What you are asked to do => Copy the rows below word for word, starting at the line that contains "Step description: the user needs to interact with the vegetation" and ending at the line that contains "0 0 700 274", with both of those lines included.

(Items from a labeling collection)

>>>>

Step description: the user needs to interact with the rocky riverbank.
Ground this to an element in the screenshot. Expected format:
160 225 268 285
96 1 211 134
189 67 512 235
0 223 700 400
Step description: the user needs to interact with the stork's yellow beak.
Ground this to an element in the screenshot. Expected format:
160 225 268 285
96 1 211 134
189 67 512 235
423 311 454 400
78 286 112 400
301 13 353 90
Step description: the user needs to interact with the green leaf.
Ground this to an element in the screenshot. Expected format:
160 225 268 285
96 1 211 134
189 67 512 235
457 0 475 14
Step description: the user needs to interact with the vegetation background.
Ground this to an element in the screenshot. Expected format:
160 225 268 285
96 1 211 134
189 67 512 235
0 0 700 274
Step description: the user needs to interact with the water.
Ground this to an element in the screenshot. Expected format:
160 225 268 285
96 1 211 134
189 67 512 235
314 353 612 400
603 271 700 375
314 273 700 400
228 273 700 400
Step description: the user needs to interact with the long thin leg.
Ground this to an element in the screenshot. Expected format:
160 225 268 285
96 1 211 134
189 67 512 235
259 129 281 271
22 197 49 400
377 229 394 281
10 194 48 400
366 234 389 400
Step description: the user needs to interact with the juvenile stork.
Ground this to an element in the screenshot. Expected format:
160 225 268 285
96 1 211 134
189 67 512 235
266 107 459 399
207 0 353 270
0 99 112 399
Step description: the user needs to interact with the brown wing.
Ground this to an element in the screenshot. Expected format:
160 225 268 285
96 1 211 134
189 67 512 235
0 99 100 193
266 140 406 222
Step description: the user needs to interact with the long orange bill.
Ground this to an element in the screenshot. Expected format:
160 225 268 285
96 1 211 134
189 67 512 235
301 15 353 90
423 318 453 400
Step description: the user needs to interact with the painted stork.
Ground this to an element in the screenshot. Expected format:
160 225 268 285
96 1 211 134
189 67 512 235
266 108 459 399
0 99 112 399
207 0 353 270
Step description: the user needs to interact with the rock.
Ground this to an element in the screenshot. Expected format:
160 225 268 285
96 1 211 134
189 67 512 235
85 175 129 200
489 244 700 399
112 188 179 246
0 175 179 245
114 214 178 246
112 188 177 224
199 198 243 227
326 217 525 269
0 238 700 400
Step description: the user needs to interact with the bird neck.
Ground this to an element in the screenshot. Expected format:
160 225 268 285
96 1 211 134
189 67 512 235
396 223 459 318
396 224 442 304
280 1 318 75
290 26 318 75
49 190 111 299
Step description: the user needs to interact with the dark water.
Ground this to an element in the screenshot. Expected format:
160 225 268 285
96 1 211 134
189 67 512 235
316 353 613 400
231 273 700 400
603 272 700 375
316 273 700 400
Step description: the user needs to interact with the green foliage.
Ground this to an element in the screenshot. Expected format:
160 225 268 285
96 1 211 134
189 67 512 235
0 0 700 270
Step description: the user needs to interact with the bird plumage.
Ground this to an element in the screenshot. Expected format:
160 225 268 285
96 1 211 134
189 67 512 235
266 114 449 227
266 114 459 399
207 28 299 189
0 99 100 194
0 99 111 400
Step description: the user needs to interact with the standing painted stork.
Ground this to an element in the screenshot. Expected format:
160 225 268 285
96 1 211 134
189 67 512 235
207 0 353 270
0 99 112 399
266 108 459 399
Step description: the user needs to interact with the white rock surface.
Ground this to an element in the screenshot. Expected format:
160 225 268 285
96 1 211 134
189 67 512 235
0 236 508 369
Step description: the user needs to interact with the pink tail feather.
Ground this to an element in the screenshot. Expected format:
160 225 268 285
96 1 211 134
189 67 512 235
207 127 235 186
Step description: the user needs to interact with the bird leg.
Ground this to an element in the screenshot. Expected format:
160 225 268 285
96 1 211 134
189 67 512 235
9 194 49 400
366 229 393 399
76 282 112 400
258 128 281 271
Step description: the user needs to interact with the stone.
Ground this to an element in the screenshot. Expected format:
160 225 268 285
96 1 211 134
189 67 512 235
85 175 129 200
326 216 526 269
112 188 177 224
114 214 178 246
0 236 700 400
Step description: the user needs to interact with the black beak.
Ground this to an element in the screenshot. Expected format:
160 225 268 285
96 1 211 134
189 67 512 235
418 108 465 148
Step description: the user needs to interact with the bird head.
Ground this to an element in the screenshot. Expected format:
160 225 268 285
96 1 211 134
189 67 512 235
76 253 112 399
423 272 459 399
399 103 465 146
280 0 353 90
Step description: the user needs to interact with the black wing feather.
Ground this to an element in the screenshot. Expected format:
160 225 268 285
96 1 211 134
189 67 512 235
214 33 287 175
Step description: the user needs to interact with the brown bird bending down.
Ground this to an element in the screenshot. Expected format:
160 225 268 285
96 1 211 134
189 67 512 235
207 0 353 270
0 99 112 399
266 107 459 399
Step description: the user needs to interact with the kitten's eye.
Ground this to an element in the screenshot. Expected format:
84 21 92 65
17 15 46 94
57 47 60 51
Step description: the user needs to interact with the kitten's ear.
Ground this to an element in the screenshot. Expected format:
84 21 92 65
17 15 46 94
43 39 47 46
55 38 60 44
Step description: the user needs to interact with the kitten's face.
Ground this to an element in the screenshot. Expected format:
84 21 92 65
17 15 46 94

<<<<

The reply =>
Step description: the user needs to interact with the vegetation background.
Ground this to an element in the screenshot. Expected format:
160 225 268 285
96 1 211 134
189 67 512 235
0 0 700 274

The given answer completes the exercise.